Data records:
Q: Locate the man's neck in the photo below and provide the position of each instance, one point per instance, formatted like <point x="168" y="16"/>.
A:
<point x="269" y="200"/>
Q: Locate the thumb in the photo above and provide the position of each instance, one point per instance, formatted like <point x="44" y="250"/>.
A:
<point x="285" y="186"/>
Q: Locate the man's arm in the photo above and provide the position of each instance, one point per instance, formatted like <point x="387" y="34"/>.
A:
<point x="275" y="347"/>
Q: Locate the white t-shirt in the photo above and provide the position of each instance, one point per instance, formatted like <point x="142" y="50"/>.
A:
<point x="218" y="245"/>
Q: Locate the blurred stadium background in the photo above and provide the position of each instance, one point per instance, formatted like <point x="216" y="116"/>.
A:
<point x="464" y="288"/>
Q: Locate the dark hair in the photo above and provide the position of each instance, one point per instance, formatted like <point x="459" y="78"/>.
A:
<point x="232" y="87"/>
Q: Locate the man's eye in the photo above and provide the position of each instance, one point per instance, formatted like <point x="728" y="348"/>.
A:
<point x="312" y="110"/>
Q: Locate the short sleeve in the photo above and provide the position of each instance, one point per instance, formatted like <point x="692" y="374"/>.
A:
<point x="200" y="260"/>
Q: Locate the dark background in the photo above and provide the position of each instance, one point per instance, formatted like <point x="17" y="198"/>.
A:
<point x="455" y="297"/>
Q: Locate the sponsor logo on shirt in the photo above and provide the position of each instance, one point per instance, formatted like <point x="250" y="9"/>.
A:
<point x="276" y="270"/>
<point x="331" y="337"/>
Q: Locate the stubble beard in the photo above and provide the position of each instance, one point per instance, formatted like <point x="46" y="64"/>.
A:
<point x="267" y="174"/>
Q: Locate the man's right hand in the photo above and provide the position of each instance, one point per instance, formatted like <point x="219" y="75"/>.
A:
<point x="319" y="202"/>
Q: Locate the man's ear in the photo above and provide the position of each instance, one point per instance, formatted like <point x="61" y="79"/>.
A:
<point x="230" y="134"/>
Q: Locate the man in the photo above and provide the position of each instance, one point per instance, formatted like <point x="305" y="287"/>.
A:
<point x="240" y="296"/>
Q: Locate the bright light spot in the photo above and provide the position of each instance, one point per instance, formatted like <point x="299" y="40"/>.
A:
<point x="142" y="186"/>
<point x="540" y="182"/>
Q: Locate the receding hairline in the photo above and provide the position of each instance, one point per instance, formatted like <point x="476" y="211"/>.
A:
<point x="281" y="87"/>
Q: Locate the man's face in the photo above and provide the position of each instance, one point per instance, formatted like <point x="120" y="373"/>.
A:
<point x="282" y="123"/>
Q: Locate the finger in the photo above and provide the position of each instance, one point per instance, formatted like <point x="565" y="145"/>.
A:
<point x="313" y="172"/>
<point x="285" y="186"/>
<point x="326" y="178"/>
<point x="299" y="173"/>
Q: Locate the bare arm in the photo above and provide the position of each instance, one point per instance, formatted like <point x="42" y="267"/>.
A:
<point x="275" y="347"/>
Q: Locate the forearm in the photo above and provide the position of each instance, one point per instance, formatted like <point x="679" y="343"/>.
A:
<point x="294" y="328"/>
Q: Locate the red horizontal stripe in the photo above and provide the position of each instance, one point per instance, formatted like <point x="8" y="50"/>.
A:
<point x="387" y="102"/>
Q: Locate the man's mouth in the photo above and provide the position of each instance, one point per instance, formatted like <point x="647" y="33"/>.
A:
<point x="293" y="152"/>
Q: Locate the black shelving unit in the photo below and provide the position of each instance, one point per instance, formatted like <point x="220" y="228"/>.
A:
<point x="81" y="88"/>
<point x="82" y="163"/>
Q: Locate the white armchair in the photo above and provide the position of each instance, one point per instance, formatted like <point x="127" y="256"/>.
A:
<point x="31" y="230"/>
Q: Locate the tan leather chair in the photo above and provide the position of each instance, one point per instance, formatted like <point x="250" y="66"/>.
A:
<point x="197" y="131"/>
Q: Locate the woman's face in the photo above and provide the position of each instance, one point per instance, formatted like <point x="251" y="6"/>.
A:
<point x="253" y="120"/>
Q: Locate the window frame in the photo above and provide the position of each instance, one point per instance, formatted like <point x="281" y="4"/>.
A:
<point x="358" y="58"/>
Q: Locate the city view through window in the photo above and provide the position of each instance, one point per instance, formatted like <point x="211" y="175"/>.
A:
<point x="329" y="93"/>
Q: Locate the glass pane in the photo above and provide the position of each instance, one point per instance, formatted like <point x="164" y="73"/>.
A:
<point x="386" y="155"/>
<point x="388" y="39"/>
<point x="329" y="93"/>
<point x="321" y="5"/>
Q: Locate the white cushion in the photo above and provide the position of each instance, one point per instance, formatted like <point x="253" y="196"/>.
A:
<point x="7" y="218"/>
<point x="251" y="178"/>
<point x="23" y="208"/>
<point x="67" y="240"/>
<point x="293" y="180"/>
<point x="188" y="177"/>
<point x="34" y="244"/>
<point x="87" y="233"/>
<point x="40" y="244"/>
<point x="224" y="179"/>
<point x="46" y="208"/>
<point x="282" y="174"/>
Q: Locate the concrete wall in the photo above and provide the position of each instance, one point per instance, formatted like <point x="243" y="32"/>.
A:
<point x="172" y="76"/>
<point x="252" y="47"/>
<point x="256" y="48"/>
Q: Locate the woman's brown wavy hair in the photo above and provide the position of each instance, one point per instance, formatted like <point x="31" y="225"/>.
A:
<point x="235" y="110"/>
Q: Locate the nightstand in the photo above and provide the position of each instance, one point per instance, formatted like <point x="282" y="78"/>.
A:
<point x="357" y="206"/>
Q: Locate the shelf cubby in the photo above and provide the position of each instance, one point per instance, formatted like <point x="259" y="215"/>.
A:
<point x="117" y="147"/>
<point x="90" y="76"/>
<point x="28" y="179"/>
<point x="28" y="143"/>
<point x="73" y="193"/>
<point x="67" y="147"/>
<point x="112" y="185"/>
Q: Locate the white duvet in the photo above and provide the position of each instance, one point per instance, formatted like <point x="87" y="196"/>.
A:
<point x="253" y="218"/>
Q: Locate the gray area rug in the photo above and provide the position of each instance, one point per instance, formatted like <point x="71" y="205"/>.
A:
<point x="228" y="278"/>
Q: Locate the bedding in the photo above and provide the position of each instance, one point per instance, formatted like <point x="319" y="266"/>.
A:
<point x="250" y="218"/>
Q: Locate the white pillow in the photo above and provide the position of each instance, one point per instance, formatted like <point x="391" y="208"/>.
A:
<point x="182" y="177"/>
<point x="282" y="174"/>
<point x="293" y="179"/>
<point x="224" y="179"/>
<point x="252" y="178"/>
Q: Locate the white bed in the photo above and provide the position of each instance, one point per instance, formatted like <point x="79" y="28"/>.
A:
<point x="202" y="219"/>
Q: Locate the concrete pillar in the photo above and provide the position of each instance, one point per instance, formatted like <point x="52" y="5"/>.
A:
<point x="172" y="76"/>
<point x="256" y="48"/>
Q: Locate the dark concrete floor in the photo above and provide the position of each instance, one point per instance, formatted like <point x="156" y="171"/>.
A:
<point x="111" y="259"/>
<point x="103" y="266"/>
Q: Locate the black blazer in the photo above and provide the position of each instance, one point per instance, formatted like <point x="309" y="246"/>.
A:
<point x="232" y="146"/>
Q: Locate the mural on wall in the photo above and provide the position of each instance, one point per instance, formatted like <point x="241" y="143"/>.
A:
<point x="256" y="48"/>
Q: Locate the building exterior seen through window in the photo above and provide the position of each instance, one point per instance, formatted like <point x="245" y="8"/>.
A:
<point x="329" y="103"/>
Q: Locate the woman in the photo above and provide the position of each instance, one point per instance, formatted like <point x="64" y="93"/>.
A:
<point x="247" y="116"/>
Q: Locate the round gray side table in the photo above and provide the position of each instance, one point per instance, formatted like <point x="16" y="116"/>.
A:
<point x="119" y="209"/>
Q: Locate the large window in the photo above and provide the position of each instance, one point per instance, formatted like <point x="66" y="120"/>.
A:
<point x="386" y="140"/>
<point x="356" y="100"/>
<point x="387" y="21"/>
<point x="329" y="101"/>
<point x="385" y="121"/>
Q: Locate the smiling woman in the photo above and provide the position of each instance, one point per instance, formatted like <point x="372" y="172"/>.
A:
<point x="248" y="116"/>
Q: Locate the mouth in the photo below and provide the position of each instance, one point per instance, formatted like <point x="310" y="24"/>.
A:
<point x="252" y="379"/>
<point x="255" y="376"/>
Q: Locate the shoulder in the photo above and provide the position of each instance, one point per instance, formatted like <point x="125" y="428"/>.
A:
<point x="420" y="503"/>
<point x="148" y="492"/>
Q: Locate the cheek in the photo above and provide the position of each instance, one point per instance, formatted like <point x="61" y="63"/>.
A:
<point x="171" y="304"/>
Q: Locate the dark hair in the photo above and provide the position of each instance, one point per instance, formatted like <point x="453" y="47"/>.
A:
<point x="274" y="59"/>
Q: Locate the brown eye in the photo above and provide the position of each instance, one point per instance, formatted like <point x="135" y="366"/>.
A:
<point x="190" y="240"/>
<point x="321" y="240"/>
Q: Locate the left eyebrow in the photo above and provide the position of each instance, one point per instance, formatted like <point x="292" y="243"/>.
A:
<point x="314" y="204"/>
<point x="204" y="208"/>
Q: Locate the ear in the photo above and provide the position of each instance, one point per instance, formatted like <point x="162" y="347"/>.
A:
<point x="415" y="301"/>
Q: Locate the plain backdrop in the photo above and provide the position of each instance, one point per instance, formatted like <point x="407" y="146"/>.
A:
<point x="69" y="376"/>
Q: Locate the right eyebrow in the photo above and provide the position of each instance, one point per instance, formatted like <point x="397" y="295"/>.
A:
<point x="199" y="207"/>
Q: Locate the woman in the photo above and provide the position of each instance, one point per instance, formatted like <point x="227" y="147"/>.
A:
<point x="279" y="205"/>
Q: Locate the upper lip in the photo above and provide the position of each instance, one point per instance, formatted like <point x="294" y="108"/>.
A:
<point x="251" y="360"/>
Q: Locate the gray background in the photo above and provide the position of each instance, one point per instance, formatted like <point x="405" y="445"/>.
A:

◆ Description of the task: Rewrite the lines from the line containing "Q: Locate the cheek" through the last line of the items, with every "Locate" replaced by "Find" and everything else left unchanged.

◆ Right answer:
Q: Find the cheek in the photo above and provide the position of each instance, one point per instance, formatted like <point x="61" y="63"/>.
A:
<point x="171" y="304"/>
Q: Find the dark hair in the photo above and provide the position of each instance, one point per instance, formatted like <point x="453" y="47"/>.
A:
<point x="274" y="59"/>
Q: Find the brown eye in the photo above and provide the position of each instance, one point per instance, formatted like <point x="135" y="366"/>.
A:
<point x="190" y="240"/>
<point x="321" y="240"/>
Q: Find the left eyebrow in the photo above and provide the position of each instance, one point per instance, formatted like <point x="292" y="243"/>.
A:
<point x="314" y="204"/>
<point x="204" y="208"/>
Q: Find the ear in the photo above and provide the position of each instance, one point per instance, formatted like <point x="162" y="347"/>.
A:
<point x="415" y="301"/>
Q: Find the plain backdrop in the photo above and provide the position of each instance, one point per instance, formatted like <point x="407" y="146"/>.
A:
<point x="69" y="376"/>
Q: Find the right eyebrow in the photo above and provide the position of each instance, one point per instance, formatted like <point x="397" y="295"/>.
A:
<point x="199" y="207"/>
Q: Find the woman in the photo above and provide the position of each instance, one point per instance, formatted like <point x="227" y="147"/>.
A:
<point x="279" y="205"/>
Q: Find the upper lip in the photo above and provide the position of each instance, one point per instance, formatted like <point x="294" y="108"/>.
A:
<point x="251" y="360"/>
Q: Find the gray background in the photo above and provide the position of each instance, one point per instance, formatted like <point x="405" y="445"/>.
A:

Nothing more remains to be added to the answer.